## Provided text

The London-listed company said on Monday it was selling its 80 per cent stake in the Ghana subsidiary to French wine group Castel, which already acts as a brewing and distribution partner to Diageo in a number of African markets. A sale price of $81mn has been agreed.
The disposal follows speculation about Diageo’s portfolio of brands as it prepares to announce annual results next week. The company over the weekend was forced to deny reports that it was considering a sale of Guinness or its 34 per cent stake in Moët Hennessy, the wine and spirits division of the French luxury conglomerate LVMH.
Investors and analysts expect Diageo to lower its ambitious midterm sales guidance of 5 to 7 per cent at its full-year earnings on February 4, following a period of slow growth.
Guinness Ghana, which is listed on the Ghana Stock Exchange, is the latest subsidiary Diageo has offloaded as it switches to what it calls an “asset-light” model in markets with greater currency and economic volatility such as in Africa.
Diageo has already sold Guinness Cameroon to Castel for £389mn and Meta Abo Brewery, its brewery in Ethiopia, to a unit of the French company.
In 2024, it sold its 58 per cent stake in its Lagos-listed subsidiary Guinness Nigeria to Singaporean conglomerate Tolaram for N81.60 per share or about N103bn ($70mn) during a broader exodus of western companies from the market on the back of a long-running currency crisis.
Diageo has also offloaded a string of underperforming brands over the past year, including Venezuelan rum Pampero and Dutch liqueur Safari.

## Written task 1
In the Diageo article, which company is buying the stake in the Ghana subsidiary?
## Written task 2
Repeat the Diageo article from "Guinness Ghana, which" up to and including "long-running currency crisis.".
You won't need the entries for anything here.

## Information supplied
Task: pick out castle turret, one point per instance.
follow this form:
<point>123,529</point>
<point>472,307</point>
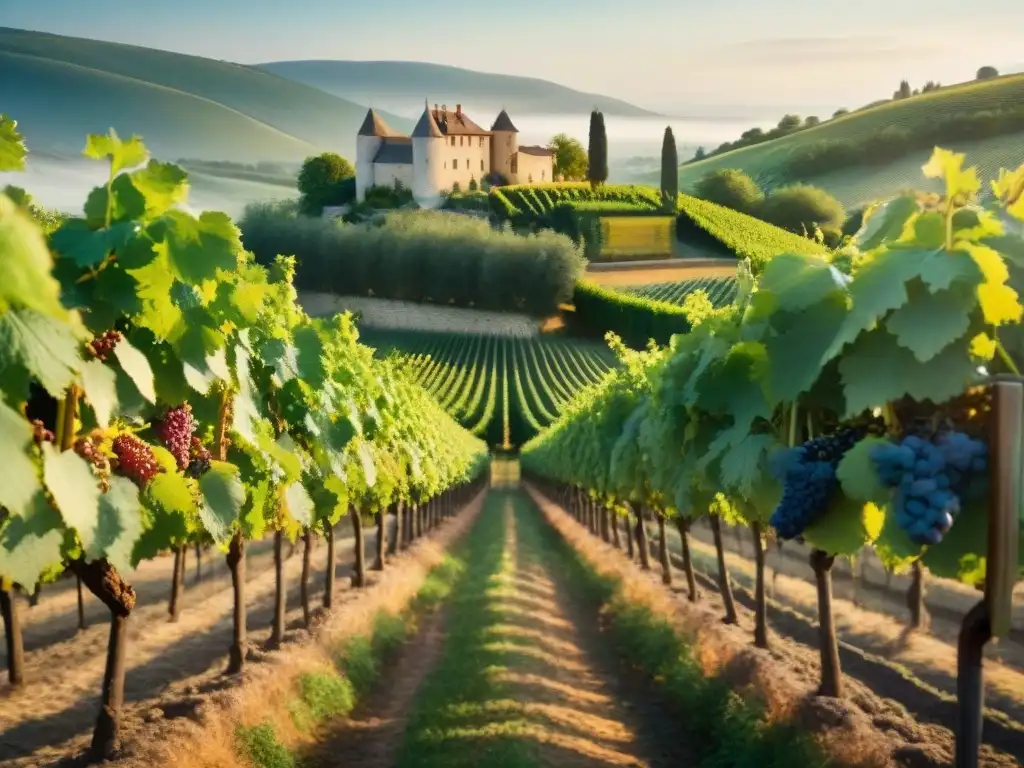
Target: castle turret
<point>368,143</point>
<point>428,142</point>
<point>504,146</point>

## Expected output 1
French wine group Castel.

## Expected output 2
Guinness Ghana, which is listed on the Ghana Stock Exchange, is the latest subsidiary Diageo has offloaded as it switches to what it calls an “asset-light” model in markets with greater currency and economic volatility such as in Africa.
Diageo has already sold Guinness Cameroon to Castel for £389mn and Meta Abo Brewery, its brewery in Ethiopia, to a unit of the French company.
In 2024, it sold its 58 per cent stake in its Lagos-listed subsidiary Guinness Nigeria to Singaporean conglomerate Tolaram for N81.60 per share or about N103bn ($70mn) during a broader exodus of western companies from the market on the back of a long-running currency crisis.